-- start of DATA FOR THIS TASK --
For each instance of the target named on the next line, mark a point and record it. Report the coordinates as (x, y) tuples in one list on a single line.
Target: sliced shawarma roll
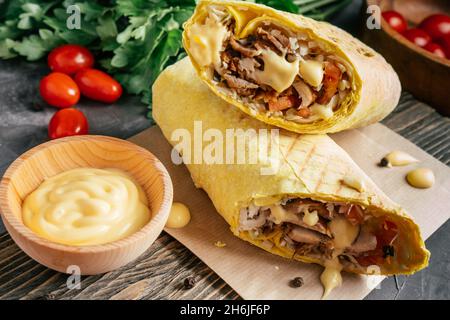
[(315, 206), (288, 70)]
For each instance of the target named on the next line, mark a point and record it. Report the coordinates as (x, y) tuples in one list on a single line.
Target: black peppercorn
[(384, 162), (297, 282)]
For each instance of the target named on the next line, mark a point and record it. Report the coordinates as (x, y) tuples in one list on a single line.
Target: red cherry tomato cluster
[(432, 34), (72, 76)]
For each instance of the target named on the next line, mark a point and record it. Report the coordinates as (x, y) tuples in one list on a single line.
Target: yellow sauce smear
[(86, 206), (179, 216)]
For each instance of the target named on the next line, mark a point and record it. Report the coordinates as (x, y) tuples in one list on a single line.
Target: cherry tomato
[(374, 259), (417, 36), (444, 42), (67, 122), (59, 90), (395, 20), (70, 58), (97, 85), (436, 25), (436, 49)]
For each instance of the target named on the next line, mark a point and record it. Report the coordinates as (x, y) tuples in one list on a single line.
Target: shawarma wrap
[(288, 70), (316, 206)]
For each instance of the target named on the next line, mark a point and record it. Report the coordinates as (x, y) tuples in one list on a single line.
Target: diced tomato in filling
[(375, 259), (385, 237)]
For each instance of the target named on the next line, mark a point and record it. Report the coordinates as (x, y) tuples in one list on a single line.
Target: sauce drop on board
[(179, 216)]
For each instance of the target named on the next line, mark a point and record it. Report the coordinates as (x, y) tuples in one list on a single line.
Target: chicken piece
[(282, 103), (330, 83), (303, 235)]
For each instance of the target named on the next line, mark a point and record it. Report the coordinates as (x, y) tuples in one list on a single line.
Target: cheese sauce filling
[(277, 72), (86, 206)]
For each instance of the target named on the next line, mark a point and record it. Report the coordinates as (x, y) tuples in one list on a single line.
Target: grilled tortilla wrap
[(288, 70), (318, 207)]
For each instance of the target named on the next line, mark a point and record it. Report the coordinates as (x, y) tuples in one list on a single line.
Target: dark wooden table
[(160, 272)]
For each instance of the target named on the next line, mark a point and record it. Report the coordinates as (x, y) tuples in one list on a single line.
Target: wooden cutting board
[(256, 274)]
-- end of DATA FOR THIS TASK --
-- start of DATA FOR THIS TASK --
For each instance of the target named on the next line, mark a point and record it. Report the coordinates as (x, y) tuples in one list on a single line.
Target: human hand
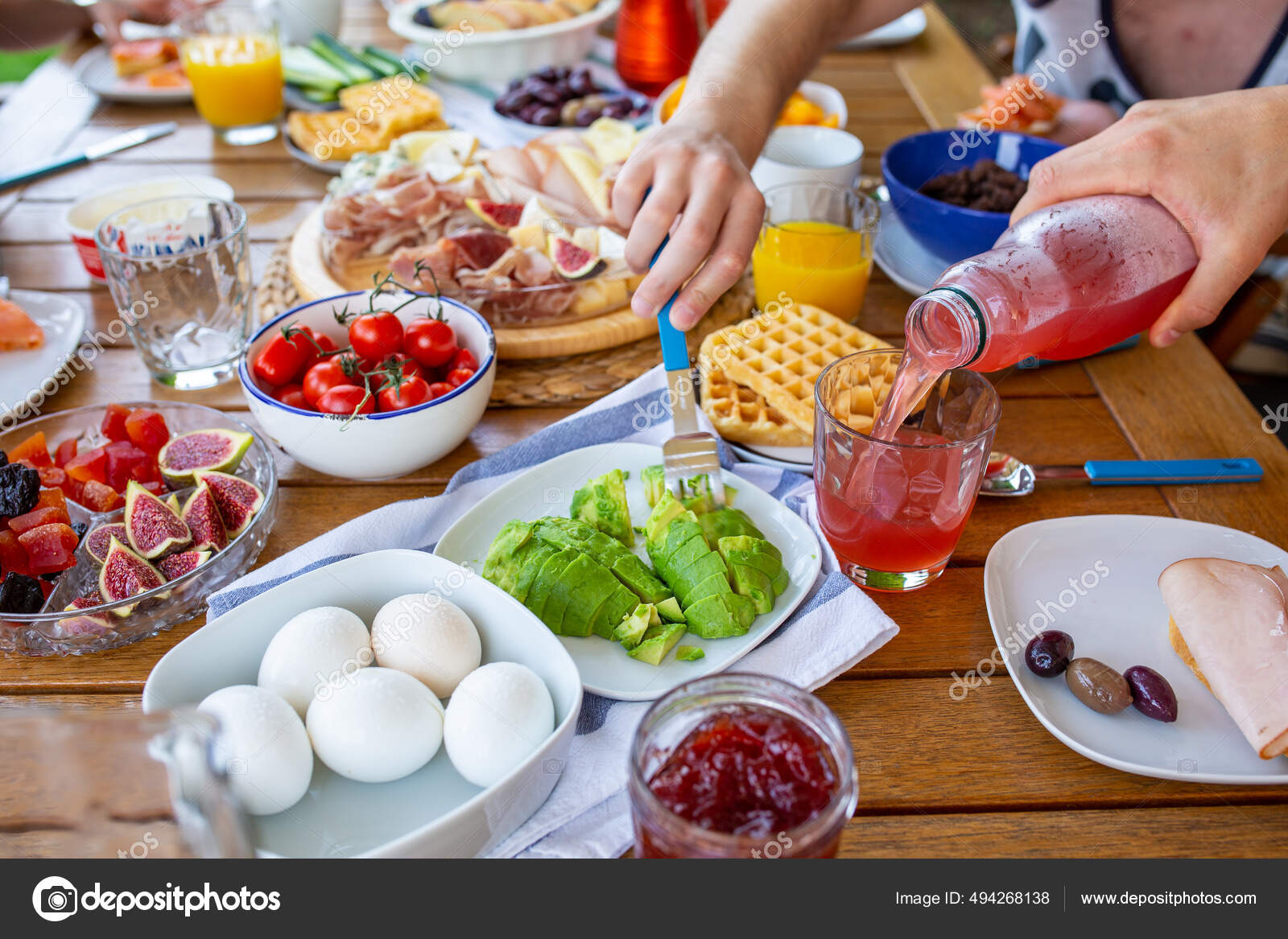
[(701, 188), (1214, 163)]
-- end of DATA FOR THIS TASK --
# GIVEN EXERCISE:
How many lines of the listing contain the string "sauce"? Case counts; give only the number.

# RESULT OF THIS EXERCISE:
3